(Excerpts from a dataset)
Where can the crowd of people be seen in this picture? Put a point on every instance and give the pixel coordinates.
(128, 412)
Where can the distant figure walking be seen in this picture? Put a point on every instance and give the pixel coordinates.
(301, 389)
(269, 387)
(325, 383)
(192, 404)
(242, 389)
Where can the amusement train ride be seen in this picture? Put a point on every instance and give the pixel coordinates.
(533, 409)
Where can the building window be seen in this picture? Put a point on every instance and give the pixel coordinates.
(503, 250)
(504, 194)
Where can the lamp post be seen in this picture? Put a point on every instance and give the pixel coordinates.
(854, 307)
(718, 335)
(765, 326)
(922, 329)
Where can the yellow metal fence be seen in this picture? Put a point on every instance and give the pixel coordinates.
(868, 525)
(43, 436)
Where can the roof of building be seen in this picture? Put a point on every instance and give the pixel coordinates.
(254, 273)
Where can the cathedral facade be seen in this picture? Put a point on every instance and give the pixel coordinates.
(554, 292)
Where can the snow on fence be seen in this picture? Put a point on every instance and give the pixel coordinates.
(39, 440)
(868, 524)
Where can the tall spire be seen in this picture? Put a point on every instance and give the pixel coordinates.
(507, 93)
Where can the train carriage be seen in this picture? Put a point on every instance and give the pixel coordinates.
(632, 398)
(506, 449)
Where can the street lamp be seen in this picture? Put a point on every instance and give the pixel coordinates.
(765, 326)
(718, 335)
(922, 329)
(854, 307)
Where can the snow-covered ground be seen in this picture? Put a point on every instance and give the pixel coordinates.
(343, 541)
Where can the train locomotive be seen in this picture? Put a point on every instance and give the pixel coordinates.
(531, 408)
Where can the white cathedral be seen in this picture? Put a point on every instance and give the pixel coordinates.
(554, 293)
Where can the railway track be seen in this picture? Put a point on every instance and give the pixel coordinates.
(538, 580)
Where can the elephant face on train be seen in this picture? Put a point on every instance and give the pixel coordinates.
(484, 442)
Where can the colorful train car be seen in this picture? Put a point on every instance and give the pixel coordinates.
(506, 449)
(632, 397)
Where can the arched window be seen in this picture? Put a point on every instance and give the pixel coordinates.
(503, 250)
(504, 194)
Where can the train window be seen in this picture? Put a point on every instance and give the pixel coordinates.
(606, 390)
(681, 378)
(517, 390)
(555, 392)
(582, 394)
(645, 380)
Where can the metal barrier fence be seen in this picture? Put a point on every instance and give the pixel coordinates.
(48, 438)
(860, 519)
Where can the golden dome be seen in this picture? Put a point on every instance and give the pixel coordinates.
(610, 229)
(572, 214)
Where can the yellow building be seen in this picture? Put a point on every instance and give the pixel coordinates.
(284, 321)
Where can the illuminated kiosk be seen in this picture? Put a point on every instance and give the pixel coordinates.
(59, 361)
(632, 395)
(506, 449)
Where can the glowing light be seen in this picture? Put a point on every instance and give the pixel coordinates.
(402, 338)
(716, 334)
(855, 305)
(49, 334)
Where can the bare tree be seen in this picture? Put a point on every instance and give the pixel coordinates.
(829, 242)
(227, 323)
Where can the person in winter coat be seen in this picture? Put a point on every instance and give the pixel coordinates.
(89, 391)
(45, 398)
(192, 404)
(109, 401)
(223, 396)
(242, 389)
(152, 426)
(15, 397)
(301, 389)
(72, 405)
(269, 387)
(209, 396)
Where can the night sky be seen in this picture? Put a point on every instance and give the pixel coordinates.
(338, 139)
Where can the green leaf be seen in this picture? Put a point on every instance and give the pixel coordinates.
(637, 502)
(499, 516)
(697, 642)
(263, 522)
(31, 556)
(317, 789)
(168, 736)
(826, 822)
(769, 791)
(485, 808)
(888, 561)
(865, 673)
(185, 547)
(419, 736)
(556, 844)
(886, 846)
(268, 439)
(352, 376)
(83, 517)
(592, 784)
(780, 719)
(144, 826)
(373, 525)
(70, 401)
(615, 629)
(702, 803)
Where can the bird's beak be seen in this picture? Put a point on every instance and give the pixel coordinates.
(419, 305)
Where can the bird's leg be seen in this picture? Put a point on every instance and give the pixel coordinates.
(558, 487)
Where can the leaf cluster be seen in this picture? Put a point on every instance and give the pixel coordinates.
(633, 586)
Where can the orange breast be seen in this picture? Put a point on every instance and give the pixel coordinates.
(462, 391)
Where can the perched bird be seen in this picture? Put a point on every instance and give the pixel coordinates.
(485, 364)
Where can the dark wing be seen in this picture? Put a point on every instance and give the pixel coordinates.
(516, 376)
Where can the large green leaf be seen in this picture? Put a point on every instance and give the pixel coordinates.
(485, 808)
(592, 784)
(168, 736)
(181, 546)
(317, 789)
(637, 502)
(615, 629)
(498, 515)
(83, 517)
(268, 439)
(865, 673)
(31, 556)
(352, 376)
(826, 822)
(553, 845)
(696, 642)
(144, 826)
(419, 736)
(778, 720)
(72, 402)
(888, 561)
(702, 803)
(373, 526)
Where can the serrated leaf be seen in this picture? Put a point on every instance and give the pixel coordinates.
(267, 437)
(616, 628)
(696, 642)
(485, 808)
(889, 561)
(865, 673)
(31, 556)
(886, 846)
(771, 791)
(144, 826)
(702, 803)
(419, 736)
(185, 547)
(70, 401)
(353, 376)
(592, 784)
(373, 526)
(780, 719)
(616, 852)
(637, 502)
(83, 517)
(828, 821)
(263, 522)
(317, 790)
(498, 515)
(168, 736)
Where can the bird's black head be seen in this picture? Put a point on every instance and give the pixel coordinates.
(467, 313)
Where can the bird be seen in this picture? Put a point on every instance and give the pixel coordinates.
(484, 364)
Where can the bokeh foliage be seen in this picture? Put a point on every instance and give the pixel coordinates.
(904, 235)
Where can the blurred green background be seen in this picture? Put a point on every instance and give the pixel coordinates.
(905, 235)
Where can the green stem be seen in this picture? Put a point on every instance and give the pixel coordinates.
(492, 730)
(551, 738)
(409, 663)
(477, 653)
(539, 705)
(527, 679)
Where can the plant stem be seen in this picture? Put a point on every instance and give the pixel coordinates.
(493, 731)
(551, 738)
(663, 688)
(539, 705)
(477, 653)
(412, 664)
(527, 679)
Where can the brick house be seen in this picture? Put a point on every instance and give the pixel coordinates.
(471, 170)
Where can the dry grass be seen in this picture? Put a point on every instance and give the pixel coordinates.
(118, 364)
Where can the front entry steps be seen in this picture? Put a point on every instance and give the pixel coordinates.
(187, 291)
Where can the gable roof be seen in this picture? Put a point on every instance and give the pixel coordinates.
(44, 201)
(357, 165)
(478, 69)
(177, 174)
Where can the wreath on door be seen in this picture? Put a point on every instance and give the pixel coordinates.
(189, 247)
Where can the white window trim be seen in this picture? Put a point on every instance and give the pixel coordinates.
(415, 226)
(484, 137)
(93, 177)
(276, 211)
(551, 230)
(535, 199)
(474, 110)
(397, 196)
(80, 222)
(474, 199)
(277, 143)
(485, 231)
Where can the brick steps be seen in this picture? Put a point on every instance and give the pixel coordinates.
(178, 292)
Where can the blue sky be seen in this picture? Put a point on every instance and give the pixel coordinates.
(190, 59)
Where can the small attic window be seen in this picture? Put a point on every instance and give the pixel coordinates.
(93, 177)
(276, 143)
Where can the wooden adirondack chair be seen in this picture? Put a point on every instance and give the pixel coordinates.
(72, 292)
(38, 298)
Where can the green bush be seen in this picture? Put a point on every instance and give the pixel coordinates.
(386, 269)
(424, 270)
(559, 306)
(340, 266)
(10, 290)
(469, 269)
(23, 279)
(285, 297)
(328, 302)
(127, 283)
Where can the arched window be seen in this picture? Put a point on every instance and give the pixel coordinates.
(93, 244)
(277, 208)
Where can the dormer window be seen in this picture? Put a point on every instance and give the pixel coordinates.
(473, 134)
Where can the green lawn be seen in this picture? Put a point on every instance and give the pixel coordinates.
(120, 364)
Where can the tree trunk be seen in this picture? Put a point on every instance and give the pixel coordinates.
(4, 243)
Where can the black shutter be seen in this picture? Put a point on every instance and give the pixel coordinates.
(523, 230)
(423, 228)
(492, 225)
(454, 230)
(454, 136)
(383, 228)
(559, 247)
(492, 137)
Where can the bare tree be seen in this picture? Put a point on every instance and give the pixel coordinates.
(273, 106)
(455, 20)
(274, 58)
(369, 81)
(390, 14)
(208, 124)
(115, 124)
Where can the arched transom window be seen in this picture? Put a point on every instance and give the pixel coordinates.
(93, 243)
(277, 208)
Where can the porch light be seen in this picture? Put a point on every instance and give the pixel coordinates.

* [Problem statement]: What is wanted is the line containing "Where can the green lawn" and every line after it through the last line of the entries, printed exactly.

* [Expected answer]:
Where can the green lawn be seen in this picture? Put a point on every instance and give the pixel coordinates.
(120, 364)
Where can the tree trunk be seen in this picture? Put a point on every instance and give the pixel coordinates.
(4, 243)
Where can the black shutter be seen in this picture? Put a point on every instance and give the pixel coordinates.
(523, 230)
(423, 228)
(492, 225)
(454, 230)
(454, 136)
(383, 228)
(559, 247)
(492, 137)
Where can the bare tree be seen in this picture? Put a point on every instance and give the pixel coordinates.
(273, 106)
(455, 20)
(274, 58)
(369, 81)
(390, 14)
(208, 124)
(115, 124)
Where can the arched transom window be seen in this picture? Put a point on every instance and give the pixel coordinates.
(93, 243)
(277, 208)
Where can the porch light be seen in this picture? Put a point on every instance and give the pixel coordinates.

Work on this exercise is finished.